ARTICLE:
◆ ◆ ◆
JvE : Nous œuvrons à la constitution d’une boîte à outils en créant un cadre de discussion, mais aussi de protection, de confiance, pour les droits de l’artiste. C’est aussi parfois diffcile car les institutions n’y sont pas habituées, et font obstacle de par la rigidité de leurs protocoles. Notre défi est de maintenir la situation suffisamment ouverte sans trop la formaliser non plus.
AJ : Souvent tacites ou tenues pour évidentes, les problématiques que vous soulevez, ayant trait à la propriété intellectuelle, à la rémunération et au contrat entre un artiste et une institution, prennent forme à travers l’accumulation d’une documentation rassemblée depuis vos débuts. Certaines initiatives, telles que WAGE6 fonctionnent avec des plateformes en ligne, mettant à disposition des textes et proposant, par exemple des barèmes de rémunération. En dehors des débats soutenus lors des Reading Rooms, comment envisagez-vous une accessibilité élargie aux outils que vous développez ?
JvE : Nous travaillons avec Open Source Publishing7, partenaire du projet, et auteur d’accords collaboratifs avec leurs clients. Ils sont partie prenante de la recherche et nous aident à créer nos archives ainsi que notre plateforme, grâce notamment à la mise en place d’un outil de co-écriture, et d’un code partageable qui sera prochainement accessible. Pour nous, il n’y a pas de solution unique, telle que celle proposée par WAGE, pour qui, par exemple le salaire est calculé selon le revenu de l’institution, et qui ne tient pas compte des spécificités des propositions artistiques ou des frais de productions réels. Nous ne sommes pas contre, mais ce n’est pas ce que nous visons.
AJ : Le cadre légal de CAVEAT est belge, mais ses acteurs internationaux. CAVEAT envisage-t-il des rencontres ou des partenariats avec d’autres structures internationales?
FC : Depuis le début de projet nous sommes en contact avec des interlocuteurs néerlandais (Kunstenaars Honorarium) et français (Économie Solidaire de l’art). Nous travaillons aussi avec l’artiste Eva Barto très attachée à ces problématiques dans des perspectives plus féministes. Elle est à l’origine de La Buse8 et plus récemment une émission de radio (ForTune) avec Estelle Nabeyrat s’intéressant aux problématiques du monde de l’art en tant que monde du travail.
RH : Nous aspirons à être une plateforme internationale, tout comme l’est déjà Jubilee. Les territoires touchés par les questions de droit d’auteur ou de rémunération sont plus étendus que la Belgique, mais chacun a sa spécificité. C’est important pour nous d’informer à un niveau local et dans son cadre légal, mais dans le futur, nous aspirons bien sûr à développer des partenariats internationaux autour de ces problématiques.
AJ : Une des clefs de ces discussions et de cette prise de conscience passe à mon sens par l’éducation dès le niveau de l’école d’art.
◆ ◆ ◆
DONNÉES:
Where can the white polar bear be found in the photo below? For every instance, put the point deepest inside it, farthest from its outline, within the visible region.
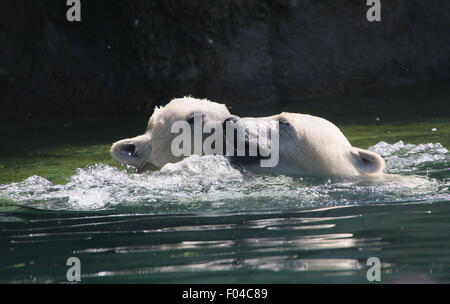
(308, 145)
(152, 150)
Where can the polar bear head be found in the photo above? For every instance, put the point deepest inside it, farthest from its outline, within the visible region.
(153, 148)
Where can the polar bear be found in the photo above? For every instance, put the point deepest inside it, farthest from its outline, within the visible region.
(307, 145)
(153, 149)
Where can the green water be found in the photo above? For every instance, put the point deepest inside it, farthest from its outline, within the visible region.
(183, 225)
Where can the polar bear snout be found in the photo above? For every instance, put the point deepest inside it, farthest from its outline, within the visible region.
(132, 151)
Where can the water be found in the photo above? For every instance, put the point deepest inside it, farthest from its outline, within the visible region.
(203, 221)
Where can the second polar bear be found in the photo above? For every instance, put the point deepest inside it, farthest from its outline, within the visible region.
(308, 145)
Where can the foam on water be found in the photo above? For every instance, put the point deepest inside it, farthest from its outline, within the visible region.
(210, 183)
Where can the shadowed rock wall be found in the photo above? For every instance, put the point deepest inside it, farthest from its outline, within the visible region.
(131, 55)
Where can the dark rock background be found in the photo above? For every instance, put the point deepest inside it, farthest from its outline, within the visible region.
(131, 55)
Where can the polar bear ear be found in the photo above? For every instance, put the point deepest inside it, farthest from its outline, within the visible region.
(367, 162)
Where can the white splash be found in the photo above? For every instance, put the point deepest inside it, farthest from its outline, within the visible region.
(210, 183)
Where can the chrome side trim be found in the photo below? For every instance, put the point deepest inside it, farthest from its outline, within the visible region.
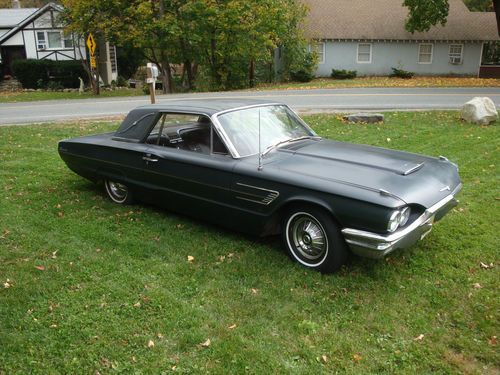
◆ ◆ ◆
OBJECTIF VISÉ 1: D'après l'article, quel interlocuteur néerlandais est en contact avec CAVEAT depuis le début du projet ?
OBJECTIF VISÉ 2: Selon l'article, pourquoi CAVEAT ne retient-il pas une solution unique comme celle de WAGE ?
OBJECTIF VISÉ 3: Recopiez le passage de l'article qui débute aux mots « AJ : Le cadre » et s'arrête après « monde du travail. ».

RÉPONSE ATTENDUE 1: Kunstenaars Honorarium.

RÉPONSE ATTENDUE 2: Chez WAGE, le salaire est calculé selon le revenu de l'institution, sans tenir compte des spécificités des propositions artistiques ni des frais de production réels. Pour CAVEAT, il n'y a pas de solution unique : sans être contre ce modèle, ce n'est pas ce qu'il vise.

RÉPONSE ATTENDUE 3:
AJ : Le cadre légal de CAVEAT est belge, mais ses acteurs internationaux. CAVEAT envisage-t-il des rencontres ou des partenariats avec d’autres structures internationales?
FC : Depuis le début de projet nous sommes en contact avec des interlocuteurs néerlandais (Kunstenaars Honorarium) et français (Économie Solidaire de l’art). Nous travaillons aussi avec l’artiste Eva Barto très attachée à ces problématiques dans des perspectives plus féministes. Elle est à l’origine de La Buse8 et plus récemment une émission de radio (ForTune) avec Estelle Nabeyrat s’intéressant aux problématiques du monde de l’art en tant que monde du travail.